Work to be completed - Turn every line of the material into a Markdown table with the columns "No." and "Text", numbering the rows and skipping blank lines. Omit the pictures.

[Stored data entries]
==*==

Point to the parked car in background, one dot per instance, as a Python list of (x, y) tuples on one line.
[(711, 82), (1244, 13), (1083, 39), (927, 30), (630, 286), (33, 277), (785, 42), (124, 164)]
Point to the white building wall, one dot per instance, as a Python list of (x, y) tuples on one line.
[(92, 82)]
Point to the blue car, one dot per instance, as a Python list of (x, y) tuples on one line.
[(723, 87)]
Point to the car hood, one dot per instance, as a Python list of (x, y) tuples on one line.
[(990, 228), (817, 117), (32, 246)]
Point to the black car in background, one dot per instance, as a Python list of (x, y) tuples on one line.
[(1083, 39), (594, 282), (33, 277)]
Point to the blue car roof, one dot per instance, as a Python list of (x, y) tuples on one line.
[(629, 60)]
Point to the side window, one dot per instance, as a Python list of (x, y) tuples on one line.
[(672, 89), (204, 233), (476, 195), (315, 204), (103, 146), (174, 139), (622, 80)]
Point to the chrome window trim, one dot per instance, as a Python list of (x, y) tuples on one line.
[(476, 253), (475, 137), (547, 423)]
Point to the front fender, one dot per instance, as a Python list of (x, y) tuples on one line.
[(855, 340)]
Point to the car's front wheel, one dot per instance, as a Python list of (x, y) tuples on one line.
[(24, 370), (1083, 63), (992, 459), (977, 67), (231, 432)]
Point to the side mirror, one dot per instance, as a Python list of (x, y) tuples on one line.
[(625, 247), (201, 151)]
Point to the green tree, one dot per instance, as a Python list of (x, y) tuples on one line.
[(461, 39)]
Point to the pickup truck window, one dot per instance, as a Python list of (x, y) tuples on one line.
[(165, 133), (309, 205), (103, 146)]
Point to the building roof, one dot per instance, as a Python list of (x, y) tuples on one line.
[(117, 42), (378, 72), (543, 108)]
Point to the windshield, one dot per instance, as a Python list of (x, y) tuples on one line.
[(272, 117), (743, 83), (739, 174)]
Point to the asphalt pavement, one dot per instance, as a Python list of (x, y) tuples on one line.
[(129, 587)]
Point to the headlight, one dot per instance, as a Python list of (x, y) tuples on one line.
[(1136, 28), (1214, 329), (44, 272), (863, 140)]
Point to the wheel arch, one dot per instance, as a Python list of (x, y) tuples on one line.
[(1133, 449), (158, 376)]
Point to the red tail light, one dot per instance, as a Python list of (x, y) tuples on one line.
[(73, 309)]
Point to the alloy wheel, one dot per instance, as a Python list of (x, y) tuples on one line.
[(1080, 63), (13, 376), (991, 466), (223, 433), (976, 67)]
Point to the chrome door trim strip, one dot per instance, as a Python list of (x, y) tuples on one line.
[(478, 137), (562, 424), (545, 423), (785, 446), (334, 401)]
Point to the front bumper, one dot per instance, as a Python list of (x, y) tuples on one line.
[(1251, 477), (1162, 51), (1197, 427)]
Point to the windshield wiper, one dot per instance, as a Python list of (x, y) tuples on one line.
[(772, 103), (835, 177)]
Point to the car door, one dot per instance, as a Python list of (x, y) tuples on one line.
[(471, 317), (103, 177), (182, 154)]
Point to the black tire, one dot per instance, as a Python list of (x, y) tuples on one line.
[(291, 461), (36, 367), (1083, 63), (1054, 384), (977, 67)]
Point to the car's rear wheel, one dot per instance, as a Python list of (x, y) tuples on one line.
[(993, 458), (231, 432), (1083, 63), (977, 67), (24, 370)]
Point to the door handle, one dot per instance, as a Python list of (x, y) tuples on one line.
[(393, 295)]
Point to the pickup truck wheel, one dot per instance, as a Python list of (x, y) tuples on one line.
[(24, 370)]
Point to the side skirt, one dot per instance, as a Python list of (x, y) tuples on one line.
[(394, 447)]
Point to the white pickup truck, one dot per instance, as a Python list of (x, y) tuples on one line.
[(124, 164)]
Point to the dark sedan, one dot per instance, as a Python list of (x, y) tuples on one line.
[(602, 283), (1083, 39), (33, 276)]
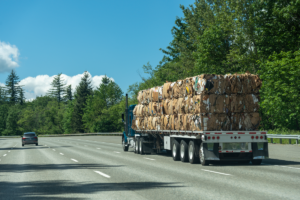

==*==

Answer -
| No. | Text |
|---|---|
| 1 | Point to the parked car in background, one dot per instance, as a Python list of (x, y) tuples on one line. |
| 2 | [(711, 82), (1244, 13), (1083, 39), (927, 30), (630, 286), (33, 277), (785, 42), (124, 164)] |
| 3 | Point to the white building wall, one dot per instance, as a Python list of (x, y) tuples on one line. |
| 4 | [(92, 82)] |
| 5 | Point to the blue car, one dot per instance, as a Python list of (x, y) tuples on one line. |
| 6 | [(723, 87)] |
| 7 | Point to the car hood, one dot per instance, as a Python list of (x, y) tuples on one line. |
| 8 | [(990, 228), (817, 117), (32, 246)] |
| 9 | Point to the black car in background, one dot per instance, as a Python list of (x, y) tuples on one line. |
| 10 | [(1083, 39), (594, 282), (33, 277)] |
| 11 | Point to the blue car roof, one dot per instance, as a Python list of (x, y) tuples on one line. |
| 12 | [(629, 60)] |
| 13 | Point to the side window, one dot per instance, as a Python list of (x, y) tuples on one line. |
| 14 | [(672, 89), (204, 233), (476, 195), (315, 204), (103, 146), (174, 139), (622, 80)] |
| 15 | Point to the chrome window trim, one dot per instance, as a Python list of (x, y) tuples on one line. |
| 16 | [(476, 253), (475, 137), (547, 423)] |
| 17 | Point to the front fender, one dot per instance, as a Python list of (x, y) tuples on one line. |
| 18 | [(855, 340)] |
| 19 | Point to the car's front wheel, one dot per instance, as a Python list of (x, y) tuples on one line. |
| 20 | [(24, 370), (1083, 63), (992, 459), (977, 67), (231, 432)] |
| 21 | Point to the side mirror, one dot per instance, as a Python list of (x, y) tuples on one line. |
| 22 | [(625, 247), (201, 151)] |
| 23 | Point to the green tree, one dot per instance, as a Python list of (x, y) tuples on one line. |
| 24 | [(461, 39)] |
| 25 | Point to the pickup truck window, one dot per instance, as a Python list of (x, y) tuples on one line. |
| 26 | [(165, 133), (309, 205), (103, 146)] |
| 27 | Point to the building roof, one dot per instance, as a Python list of (x, y) tuples on one line. |
| 28 | [(117, 42), (378, 72), (543, 108)] |
| 29 | Point to the windshield, one dot per instance, as a Python list of (x, y) tuples on one line. |
| 30 | [(272, 117), (743, 83), (739, 174)] |
| 31 | Point to the asphalt pavement, one dot per instance, as a Python list of (x, y) tuples on one line. |
| 32 | [(129, 587)] |
| 33 | Point to the headlight, one dot per instance, as a Python list of (x, y) tuples on one line. |
| 34 | [(1136, 28), (1214, 329), (44, 272), (863, 140)] |
| 35 | Point to the wheel arch, one dot per instance, as a Python list of (x, y) tuples on one line. |
| 36 | [(1133, 449), (158, 376)] |
| 37 | Point to the red tail light, one dot per instance, as a Python list of (x, y) tuples on one line. |
| 38 | [(73, 309)] |
| 39 | Point to the alloy wheel, one dot per instance, as a Python list of (x, y) tuples on one line. |
| 40 | [(1080, 63), (13, 376), (991, 466), (223, 433), (976, 67)] |
| 41 | Point to the chrome door trim strip, one dot per instance, as a Python list of (x, y) tuples on one line. |
| 42 | [(478, 137), (562, 424), (545, 423), (785, 446), (334, 401)] |
| 43 | Point to the front bumper, one dot per instance, as a Python list of (x, y) tuples on one line. |
| 44 | [(1251, 477), (1162, 51), (1197, 427)] |
| 45 | Point to the windshield wiper, one dot per instance, as a Python list of (x, y) tuples on one line. |
| 46 | [(772, 103), (835, 177)] |
| 47 | Point to the car door, one dot per instance, as a Python list of (x, y) tuples on one line. |
| 48 | [(471, 317), (103, 177), (182, 154)] |
| 49 | Point to the black tire, one dot per instance, as a Python list of (x, y) tuples on one line. |
| 50 | [(291, 461), (36, 367), (1083, 63), (1054, 384), (977, 67)] |
| 51 | Point to the car's rear wheel, one dot per instance, as a Python list of (x, y) tuples on one line. |
| 52 | [(993, 458), (231, 432), (1083, 63), (977, 67), (24, 370)] |
| 53 | Point to the door handle, one dot per instance, as a Python list of (x, y) tuples on one line. |
| 54 | [(393, 295)] |
| 55 | Point to the pickup truck wheel, one dot per instance, as a Python list of (x, y) tuples on one line. |
| 56 | [(24, 370)] |
| 57 | Point to the side skirt, one dot per instance, as a Python list of (x, y) tuples on one line. |
| 58 | [(394, 447)] |
| 59 | Point to the white pickup truck, one dot per instance, as a Python list of (x, y) tuples on one line. |
| 60 | [(124, 164)] |
| 61 | Point to the dark sedan, one dot per instance, as a Python list of (x, y) tuples on one line. |
| 62 | [(602, 283), (1083, 39), (33, 276)] |